Given instruction
Repeat every entry in the listing below, exactly.

[Source data]
· · · · ·

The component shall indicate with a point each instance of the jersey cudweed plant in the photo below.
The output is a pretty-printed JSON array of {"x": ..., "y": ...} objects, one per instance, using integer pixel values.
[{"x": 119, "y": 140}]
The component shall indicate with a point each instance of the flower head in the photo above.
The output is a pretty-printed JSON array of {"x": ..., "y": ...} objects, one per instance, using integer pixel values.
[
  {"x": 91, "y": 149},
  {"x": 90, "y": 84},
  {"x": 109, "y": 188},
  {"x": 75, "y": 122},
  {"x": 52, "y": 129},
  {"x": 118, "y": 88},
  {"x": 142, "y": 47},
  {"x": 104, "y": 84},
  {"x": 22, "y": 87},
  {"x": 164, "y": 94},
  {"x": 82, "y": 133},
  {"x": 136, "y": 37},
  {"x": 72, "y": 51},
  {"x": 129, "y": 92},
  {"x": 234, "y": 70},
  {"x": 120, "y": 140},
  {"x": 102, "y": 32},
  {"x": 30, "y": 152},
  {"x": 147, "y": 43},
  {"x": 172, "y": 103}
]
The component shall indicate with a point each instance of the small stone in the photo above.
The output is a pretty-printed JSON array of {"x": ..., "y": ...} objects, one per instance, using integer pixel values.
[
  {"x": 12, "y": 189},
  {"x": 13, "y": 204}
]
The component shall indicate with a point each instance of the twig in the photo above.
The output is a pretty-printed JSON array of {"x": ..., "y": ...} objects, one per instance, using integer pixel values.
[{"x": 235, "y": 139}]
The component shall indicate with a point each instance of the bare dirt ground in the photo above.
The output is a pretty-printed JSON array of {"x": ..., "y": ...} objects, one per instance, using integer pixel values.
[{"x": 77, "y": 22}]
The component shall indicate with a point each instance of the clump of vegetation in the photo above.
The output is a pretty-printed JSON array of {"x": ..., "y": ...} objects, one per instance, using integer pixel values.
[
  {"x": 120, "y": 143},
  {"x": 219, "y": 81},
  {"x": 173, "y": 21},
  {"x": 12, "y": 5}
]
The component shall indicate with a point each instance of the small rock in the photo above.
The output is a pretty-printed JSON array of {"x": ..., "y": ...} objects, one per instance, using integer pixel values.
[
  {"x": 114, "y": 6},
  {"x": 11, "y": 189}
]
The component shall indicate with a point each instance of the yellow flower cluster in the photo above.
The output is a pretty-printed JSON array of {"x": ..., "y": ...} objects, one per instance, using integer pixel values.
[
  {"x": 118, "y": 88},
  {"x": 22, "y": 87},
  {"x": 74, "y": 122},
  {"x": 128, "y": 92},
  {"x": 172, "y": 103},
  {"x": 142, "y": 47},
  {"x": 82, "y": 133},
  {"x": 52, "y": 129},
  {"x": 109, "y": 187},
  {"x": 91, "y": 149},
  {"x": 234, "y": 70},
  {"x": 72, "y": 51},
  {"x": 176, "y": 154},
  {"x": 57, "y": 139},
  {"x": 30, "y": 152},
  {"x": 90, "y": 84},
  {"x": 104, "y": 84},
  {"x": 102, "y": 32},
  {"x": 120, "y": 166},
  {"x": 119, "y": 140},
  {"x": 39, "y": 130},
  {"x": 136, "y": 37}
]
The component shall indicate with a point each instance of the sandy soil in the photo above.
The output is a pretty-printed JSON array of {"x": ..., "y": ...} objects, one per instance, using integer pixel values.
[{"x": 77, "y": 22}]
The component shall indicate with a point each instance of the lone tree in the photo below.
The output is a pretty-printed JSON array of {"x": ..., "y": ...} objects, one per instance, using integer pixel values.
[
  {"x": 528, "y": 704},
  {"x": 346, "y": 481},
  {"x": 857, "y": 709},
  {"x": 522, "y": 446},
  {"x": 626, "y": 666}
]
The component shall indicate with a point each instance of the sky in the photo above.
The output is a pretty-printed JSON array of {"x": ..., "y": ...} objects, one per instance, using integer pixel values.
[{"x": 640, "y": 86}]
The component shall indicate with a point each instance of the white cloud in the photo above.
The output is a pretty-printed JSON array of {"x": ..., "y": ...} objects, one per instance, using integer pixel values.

· · · · ·

Solution for this problem
The component shall indicate with a point each instance of the jersey cudweed plant in the photo below.
The output is a pretty-printed JSON array of {"x": ..., "y": ...} objects, one per instance, using integer pixel values.
[{"x": 119, "y": 140}]
The component shall indicate with a point each instance of the flower head in the photo above.
The output is a pretty-printed JSON array of {"x": ..., "y": ...} objects, one per instance, using integer pixel values.
[
  {"x": 91, "y": 149},
  {"x": 90, "y": 84},
  {"x": 109, "y": 188},
  {"x": 75, "y": 122},
  {"x": 52, "y": 129},
  {"x": 118, "y": 88},
  {"x": 142, "y": 47},
  {"x": 104, "y": 84},
  {"x": 22, "y": 87},
  {"x": 164, "y": 94},
  {"x": 82, "y": 133},
  {"x": 136, "y": 37},
  {"x": 72, "y": 51},
  {"x": 129, "y": 92},
  {"x": 234, "y": 70},
  {"x": 120, "y": 140},
  {"x": 102, "y": 32},
  {"x": 30, "y": 152},
  {"x": 147, "y": 43},
  {"x": 172, "y": 103}
]
The component shall indicate with a point each instance of the small stone in the photo above.
The output is a pretty-printed JSON array of {"x": ..., "y": ...} objects, one per instance, using integer pixel values.
[
  {"x": 12, "y": 189},
  {"x": 13, "y": 204}
]
The component shall indicate with a point each instance of the twig in the photo above.
The output is a pretty-printed JSON array of {"x": ..., "y": ...} objects, one per instance, using integer pixel values.
[{"x": 235, "y": 139}]
The component shall indicate with a point each instance of the bare dirt ground in the photo above.
The output is a pretty-printed JSON array of {"x": ..., "y": ...} objects, one per instance, using integer pixel values.
[{"x": 77, "y": 22}]
The component shall indicate with a point each instance of the clump of vegetation in the photo above.
The output is a pretty-printed JSON array of {"x": ..., "y": ...} objects, one per instance, using integer pixel values.
[
  {"x": 120, "y": 143},
  {"x": 219, "y": 81},
  {"x": 173, "y": 21},
  {"x": 12, "y": 5}
]
The component shall indicate with a point each instance of the small rock in the photo above.
The output is a pretty-printed JSON array of {"x": ..., "y": ...} objects, one per instance, using integer pixel values.
[
  {"x": 114, "y": 6},
  {"x": 11, "y": 189}
]
The component shall indicate with a point each instance of the yellow flower cluster in the photo above.
The output is a pretty-printed JSON array of {"x": ..., "y": ...} objects, one per instance, using integer pixel values.
[
  {"x": 118, "y": 88},
  {"x": 22, "y": 87},
  {"x": 74, "y": 122},
  {"x": 128, "y": 92},
  {"x": 172, "y": 103},
  {"x": 142, "y": 47},
  {"x": 82, "y": 133},
  {"x": 52, "y": 129},
  {"x": 109, "y": 187},
  {"x": 91, "y": 149},
  {"x": 234, "y": 70},
  {"x": 72, "y": 51},
  {"x": 176, "y": 154},
  {"x": 57, "y": 139},
  {"x": 30, "y": 152},
  {"x": 90, "y": 84},
  {"x": 104, "y": 84},
  {"x": 102, "y": 32},
  {"x": 120, "y": 166},
  {"x": 119, "y": 140},
  {"x": 39, "y": 130},
  {"x": 136, "y": 37}
]
The component shall indicate with a point each instance of the sandy soil in the photo above.
The output is a pretty-printed JSON array of {"x": ..., "y": ...} objects, one per instance, using integer pixel values.
[{"x": 77, "y": 22}]
The component shall indicate with a point each instance of the lone tree in the photo below.
The output is a pretty-printed JSON array of {"x": ..., "y": ...} objects, one per instance, using integer pixel values.
[
  {"x": 528, "y": 704},
  {"x": 346, "y": 481},
  {"x": 857, "y": 709},
  {"x": 522, "y": 446},
  {"x": 626, "y": 666}
]
The component shall indicate with a point each instance of the sky in the photo above.
The output is a pretty-printed JSON array of {"x": ..., "y": ...} objects, one per instance, using integer pixel values.
[{"x": 640, "y": 86}]
The component shall indicate with a point each instance of the white cloud in the photo above.
The output is a pretty-printed JSON array of {"x": ..., "y": ...} objects, one per instance, using integer pixel values.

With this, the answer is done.